__INFORMATION PROVIDED__.
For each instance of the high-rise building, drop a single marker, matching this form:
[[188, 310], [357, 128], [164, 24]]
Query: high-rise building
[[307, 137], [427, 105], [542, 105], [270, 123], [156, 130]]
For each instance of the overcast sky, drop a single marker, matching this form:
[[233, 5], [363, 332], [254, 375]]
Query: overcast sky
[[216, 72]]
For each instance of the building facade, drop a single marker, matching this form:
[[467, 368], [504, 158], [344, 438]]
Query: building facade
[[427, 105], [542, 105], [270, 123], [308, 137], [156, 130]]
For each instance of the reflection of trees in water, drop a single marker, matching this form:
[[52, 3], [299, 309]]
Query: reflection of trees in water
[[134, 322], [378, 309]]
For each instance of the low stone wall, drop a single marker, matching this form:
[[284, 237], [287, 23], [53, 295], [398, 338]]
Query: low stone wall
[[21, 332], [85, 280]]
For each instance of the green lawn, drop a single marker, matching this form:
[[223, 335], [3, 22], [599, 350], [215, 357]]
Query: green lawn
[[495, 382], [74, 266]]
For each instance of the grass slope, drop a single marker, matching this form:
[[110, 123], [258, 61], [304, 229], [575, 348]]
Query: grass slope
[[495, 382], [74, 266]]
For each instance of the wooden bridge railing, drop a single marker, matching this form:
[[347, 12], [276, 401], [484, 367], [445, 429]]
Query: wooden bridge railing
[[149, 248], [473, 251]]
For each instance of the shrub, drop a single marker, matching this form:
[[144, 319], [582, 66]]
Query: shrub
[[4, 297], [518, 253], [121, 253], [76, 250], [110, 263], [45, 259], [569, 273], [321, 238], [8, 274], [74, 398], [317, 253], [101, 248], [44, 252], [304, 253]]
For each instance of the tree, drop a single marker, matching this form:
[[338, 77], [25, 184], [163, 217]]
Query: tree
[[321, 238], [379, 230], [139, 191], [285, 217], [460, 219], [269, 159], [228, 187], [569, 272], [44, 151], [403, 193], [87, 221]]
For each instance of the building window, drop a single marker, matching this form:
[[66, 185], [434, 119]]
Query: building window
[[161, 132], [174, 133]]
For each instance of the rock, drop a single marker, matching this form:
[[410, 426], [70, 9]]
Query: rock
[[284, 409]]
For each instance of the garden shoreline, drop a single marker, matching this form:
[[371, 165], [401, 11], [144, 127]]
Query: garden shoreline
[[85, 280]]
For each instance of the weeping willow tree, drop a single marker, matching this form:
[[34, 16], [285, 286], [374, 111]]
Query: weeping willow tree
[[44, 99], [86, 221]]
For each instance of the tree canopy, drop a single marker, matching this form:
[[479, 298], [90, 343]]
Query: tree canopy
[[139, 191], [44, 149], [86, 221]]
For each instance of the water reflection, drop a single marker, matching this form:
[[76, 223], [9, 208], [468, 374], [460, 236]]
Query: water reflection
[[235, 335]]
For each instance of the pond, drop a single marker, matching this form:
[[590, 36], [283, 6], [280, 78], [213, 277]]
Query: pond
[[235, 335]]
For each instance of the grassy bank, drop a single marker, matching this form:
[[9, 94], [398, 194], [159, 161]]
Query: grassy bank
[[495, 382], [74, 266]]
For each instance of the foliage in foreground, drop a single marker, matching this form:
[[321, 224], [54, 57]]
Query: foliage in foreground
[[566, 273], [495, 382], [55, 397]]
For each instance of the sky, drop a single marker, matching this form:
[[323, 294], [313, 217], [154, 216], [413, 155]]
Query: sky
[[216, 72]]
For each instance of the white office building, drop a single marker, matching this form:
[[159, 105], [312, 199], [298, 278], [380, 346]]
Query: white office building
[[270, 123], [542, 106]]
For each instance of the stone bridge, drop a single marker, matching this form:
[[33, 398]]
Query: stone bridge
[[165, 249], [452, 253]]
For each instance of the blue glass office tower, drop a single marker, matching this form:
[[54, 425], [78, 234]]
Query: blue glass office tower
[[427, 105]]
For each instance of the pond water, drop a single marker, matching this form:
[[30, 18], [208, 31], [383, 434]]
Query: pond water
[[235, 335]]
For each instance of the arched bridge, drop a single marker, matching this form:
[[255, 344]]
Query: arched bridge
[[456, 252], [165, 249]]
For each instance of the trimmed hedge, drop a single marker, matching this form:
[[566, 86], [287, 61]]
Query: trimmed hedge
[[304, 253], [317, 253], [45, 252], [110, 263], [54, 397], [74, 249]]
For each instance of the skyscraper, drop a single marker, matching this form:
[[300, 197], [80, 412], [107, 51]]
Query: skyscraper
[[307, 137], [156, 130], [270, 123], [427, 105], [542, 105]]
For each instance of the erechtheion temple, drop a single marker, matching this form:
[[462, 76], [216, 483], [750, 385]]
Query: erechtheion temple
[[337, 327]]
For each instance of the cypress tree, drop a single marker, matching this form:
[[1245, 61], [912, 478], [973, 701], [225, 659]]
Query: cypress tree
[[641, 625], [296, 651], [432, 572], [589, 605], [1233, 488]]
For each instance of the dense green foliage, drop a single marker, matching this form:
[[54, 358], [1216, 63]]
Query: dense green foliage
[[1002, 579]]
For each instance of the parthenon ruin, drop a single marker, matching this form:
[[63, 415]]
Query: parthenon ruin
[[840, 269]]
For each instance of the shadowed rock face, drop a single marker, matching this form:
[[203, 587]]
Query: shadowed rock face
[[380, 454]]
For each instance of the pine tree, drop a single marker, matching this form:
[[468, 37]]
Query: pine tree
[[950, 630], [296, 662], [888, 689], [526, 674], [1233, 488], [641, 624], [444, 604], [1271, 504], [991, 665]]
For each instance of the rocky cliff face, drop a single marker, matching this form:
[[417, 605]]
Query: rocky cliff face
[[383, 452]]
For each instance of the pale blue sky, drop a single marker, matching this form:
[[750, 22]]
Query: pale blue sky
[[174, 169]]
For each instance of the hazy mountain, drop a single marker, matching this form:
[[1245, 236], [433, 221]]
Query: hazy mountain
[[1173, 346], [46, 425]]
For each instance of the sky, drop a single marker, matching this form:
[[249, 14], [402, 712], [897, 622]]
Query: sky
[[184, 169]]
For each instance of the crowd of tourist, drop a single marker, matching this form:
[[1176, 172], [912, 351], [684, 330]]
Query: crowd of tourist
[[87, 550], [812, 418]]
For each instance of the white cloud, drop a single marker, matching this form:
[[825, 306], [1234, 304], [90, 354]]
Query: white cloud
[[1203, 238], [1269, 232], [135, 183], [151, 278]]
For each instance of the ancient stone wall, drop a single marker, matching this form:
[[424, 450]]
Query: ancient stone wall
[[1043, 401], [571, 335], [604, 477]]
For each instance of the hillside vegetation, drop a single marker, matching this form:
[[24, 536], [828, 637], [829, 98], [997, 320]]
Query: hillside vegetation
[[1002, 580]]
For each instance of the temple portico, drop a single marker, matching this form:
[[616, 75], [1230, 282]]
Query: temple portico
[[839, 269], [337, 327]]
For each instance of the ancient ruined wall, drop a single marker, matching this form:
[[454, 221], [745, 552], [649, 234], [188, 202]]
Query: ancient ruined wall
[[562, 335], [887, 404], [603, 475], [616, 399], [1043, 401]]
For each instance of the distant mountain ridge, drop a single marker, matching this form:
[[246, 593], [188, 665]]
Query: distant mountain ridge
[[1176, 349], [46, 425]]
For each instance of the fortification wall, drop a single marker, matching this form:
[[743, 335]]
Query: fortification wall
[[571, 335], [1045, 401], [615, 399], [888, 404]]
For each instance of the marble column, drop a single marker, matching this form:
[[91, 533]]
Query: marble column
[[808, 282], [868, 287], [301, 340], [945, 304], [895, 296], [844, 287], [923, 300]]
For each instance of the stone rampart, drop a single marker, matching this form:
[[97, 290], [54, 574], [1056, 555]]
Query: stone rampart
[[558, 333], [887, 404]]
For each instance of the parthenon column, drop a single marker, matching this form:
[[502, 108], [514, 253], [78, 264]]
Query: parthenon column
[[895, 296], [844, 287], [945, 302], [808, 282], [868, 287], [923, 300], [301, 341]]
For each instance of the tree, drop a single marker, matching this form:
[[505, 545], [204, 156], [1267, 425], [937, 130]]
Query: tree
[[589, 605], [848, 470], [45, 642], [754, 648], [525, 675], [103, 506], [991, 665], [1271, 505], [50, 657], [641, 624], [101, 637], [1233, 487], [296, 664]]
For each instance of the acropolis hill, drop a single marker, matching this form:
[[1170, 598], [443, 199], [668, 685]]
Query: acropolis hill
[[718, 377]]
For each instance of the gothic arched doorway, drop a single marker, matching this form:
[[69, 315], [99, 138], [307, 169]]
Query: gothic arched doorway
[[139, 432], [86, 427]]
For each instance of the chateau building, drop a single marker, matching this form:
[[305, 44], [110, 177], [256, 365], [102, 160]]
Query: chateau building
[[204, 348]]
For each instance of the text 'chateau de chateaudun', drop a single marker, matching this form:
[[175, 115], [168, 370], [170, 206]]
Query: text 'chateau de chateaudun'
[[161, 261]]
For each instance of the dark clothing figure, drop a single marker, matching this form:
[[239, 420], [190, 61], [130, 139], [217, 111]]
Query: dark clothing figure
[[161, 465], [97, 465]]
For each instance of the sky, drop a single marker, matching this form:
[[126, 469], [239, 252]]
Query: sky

__WHAT IS REQUIRED__. Convert the records from the line with "For each instance of the distant" to the line with "300], [301, 341]]" into a Markdown table with the columns Row and Text, one numbered row per line, skipping blank lines.

__RESPONSE TO THE EXERCISE__.
| Row | Text |
|---|---|
| 1 | For each instance of the distant mountain ridge, drop a single marker, matching this form: |
| 2 | [[246, 593], [188, 665]] |
| 3 | Query: distant mountain ridge |
| 4 | [[1176, 349], [46, 425]] |
| 5 | For each instance of the fortification wall, drop a single marker, matching this form: |
| 6 | [[743, 335]] |
| 7 | Query: fortification wall |
| 8 | [[571, 335], [1045, 401], [615, 399], [888, 404]] |
| 9 | For each instance of the marble column, drop a single marker, matching this form: |
| 10 | [[91, 533]] |
| 11 | Query: marble column |
| 12 | [[808, 282], [868, 287], [301, 340], [945, 304], [895, 296], [844, 287], [923, 300]] |
| 13 | For each instance of the stone rampart, drop a single marker, matching this form: |
| 14 | [[97, 290], [54, 574], [1056, 555]] |
| 15 | Query: stone rampart |
| 16 | [[558, 333], [887, 404]] |
| 17 | For each instance of the parthenon column, drop a single marker, matching this form: |
| 18 | [[502, 108], [514, 253], [78, 264]] |
| 19 | Query: parthenon column |
| 20 | [[895, 296], [844, 287], [945, 302], [808, 282], [868, 287], [923, 300], [301, 341]] |